## WRITTEN PROBLEM
Restate all of the data exactly.

## STORED DATA

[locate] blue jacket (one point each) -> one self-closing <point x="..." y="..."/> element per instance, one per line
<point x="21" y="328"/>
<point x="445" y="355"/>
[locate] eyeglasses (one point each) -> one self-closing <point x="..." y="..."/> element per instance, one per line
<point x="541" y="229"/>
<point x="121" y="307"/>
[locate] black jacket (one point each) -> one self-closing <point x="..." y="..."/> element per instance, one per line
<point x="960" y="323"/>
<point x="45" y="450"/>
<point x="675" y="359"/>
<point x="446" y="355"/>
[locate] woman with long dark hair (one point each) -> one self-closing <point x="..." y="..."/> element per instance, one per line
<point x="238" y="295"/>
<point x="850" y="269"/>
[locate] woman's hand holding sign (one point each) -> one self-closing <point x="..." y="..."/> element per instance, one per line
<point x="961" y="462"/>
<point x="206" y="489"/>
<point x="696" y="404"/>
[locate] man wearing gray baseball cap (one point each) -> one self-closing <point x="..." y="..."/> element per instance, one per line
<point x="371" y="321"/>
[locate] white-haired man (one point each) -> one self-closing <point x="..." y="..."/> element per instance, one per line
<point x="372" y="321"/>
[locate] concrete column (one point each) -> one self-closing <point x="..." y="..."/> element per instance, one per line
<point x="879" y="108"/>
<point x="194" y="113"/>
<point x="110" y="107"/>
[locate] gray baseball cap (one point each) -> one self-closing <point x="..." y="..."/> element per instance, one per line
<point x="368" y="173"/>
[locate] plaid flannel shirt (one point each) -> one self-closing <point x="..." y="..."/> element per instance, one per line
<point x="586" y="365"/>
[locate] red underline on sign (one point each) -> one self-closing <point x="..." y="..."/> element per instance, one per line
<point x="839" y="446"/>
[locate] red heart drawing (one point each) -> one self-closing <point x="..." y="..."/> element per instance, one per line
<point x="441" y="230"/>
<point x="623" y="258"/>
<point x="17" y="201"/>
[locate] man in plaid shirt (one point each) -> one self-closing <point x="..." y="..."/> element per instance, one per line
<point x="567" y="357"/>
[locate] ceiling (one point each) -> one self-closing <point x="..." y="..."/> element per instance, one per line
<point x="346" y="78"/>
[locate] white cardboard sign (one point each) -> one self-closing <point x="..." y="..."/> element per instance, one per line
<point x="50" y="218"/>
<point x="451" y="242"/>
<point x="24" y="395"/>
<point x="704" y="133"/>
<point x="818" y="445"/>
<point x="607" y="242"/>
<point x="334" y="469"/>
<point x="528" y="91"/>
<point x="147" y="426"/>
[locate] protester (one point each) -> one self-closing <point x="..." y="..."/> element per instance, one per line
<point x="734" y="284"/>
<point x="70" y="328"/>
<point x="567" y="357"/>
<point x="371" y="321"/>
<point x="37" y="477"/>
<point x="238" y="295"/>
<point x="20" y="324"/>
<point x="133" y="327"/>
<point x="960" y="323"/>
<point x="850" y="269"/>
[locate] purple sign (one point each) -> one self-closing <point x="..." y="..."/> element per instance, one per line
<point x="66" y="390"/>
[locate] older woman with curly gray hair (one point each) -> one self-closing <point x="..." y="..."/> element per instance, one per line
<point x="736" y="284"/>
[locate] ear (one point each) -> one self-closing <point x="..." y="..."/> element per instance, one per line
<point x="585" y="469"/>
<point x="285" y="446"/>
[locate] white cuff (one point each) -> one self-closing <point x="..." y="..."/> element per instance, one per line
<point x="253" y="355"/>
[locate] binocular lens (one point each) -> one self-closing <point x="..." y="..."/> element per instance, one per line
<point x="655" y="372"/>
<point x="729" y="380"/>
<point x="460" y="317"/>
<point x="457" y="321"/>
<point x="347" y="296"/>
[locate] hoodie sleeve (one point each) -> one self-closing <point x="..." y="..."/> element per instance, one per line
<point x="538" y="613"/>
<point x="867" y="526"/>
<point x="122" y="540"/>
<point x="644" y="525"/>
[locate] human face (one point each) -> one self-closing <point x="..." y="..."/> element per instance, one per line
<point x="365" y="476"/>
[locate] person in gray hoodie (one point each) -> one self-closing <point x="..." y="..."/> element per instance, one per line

## TASK SOLUTION
[locate] blue jacket (one point each) -> one self-closing <point x="..." y="..."/> element per instance, one per line
<point x="21" y="328"/>
<point x="445" y="355"/>
[locate] eyeglasses (one point each) -> one self-closing <point x="..." y="..."/> element per instance, one per line
<point x="541" y="229"/>
<point x="121" y="307"/>
[locate] black jacket (one point each) -> one self-closing <point x="..." y="..."/> element per instance, one per line
<point x="960" y="323"/>
<point x="45" y="450"/>
<point x="675" y="359"/>
<point x="446" y="355"/>
[locate] woman with long dark hair (one point each) -> one self-closing <point x="..." y="..."/> element per instance, one per line
<point x="238" y="295"/>
<point x="850" y="269"/>
[locate] woman's hand holding sign (one point each) -> one self-closing <point x="..." y="..."/> element per instance, one per line
<point x="961" y="462"/>
<point x="206" y="489"/>
<point x="696" y="404"/>
[locate] man wearing gray baseball cap (one point each) -> one self-closing <point x="..." y="..."/> element per instance, one per line
<point x="371" y="321"/>
[locate] white-haired man (one point each) -> one self-closing <point x="..." y="..."/> element per instance, one per line
<point x="372" y="321"/>
[locate] concrete column (one point each) -> one self-closing <point x="..." y="..."/> element per instance, one per line
<point x="879" y="108"/>
<point x="194" y="113"/>
<point x="110" y="107"/>
[locate] gray baseball cap (one point each) -> one self-closing <point x="..." y="..."/> element per instance, one per line
<point x="368" y="173"/>
[locate] plaid flannel shirt (one point each) -> one self-closing <point x="..." y="..."/> element per instance, one per line
<point x="586" y="365"/>
[locate] red underline on sign (one point each) -> one self-closing <point x="..." y="..."/> element per instance, one per line
<point x="839" y="446"/>
[locate] red heart drawing (one point each) -> one self-closing <point x="..." y="..."/> element per instance, one per line
<point x="441" y="230"/>
<point x="623" y="258"/>
<point x="17" y="201"/>
[locate] man in plaid shirt (one point each) -> one self-closing <point x="..." y="..."/> element per instance, one per line
<point x="567" y="357"/>
[locate] ceiling (one point each) -> one self-closing <point x="..." y="..."/> element per instance, one per line
<point x="346" y="78"/>
[locate] white cardboard sign (one point each) -> one self-closing <point x="..." y="..."/> element per instance, one per line
<point x="50" y="218"/>
<point x="451" y="242"/>
<point x="24" y="395"/>
<point x="704" y="133"/>
<point x="818" y="445"/>
<point x="607" y="242"/>
<point x="334" y="469"/>
<point x="528" y="91"/>
<point x="147" y="426"/>
[locate] protester (one point each) -> one self-closing <point x="..." y="..."/> element per instance, one per line
<point x="734" y="284"/>
<point x="70" y="328"/>
<point x="567" y="357"/>
<point x="371" y="321"/>
<point x="37" y="477"/>
<point x="238" y="295"/>
<point x="20" y="324"/>
<point x="133" y="327"/>
<point x="960" y="323"/>
<point x="850" y="269"/>
[locate] purple sign (one point each) -> one self-closing <point x="..." y="..."/> element per instance, one per line
<point x="66" y="390"/>
[locate] older woman with curly gray hair (one point each) -> one self-closing <point x="..." y="..."/> element per instance, one per line
<point x="736" y="284"/>
[locate] ear (one point each) -> one self-closing <point x="..." y="..."/> element per instance, one per line
<point x="585" y="469"/>
<point x="285" y="446"/>
[locate] white cuff (one point each) -> one self-closing <point x="..." y="..."/> element per instance, one per line
<point x="253" y="355"/>
[locate] binocular lens (one point each) -> one self-closing <point x="..." y="..."/> element per instance, one per line
<point x="655" y="372"/>
<point x="729" y="380"/>
<point x="460" y="317"/>
<point x="457" y="321"/>
<point x="347" y="296"/>
[locate] hoodie sleeve (one point each) -> one self-closing <point x="..." y="..."/> element per instance, one per line
<point x="538" y="613"/>
<point x="867" y="526"/>
<point x="122" y="540"/>
<point x="644" y="525"/>
[locate] human face (one point each) -> one self-closing <point x="..." y="..."/> element per instance, one per line
<point x="365" y="476"/>
[locate] person in gray hoodie (one point each) -> one self-closing <point x="..." y="..."/> element per instance, one per line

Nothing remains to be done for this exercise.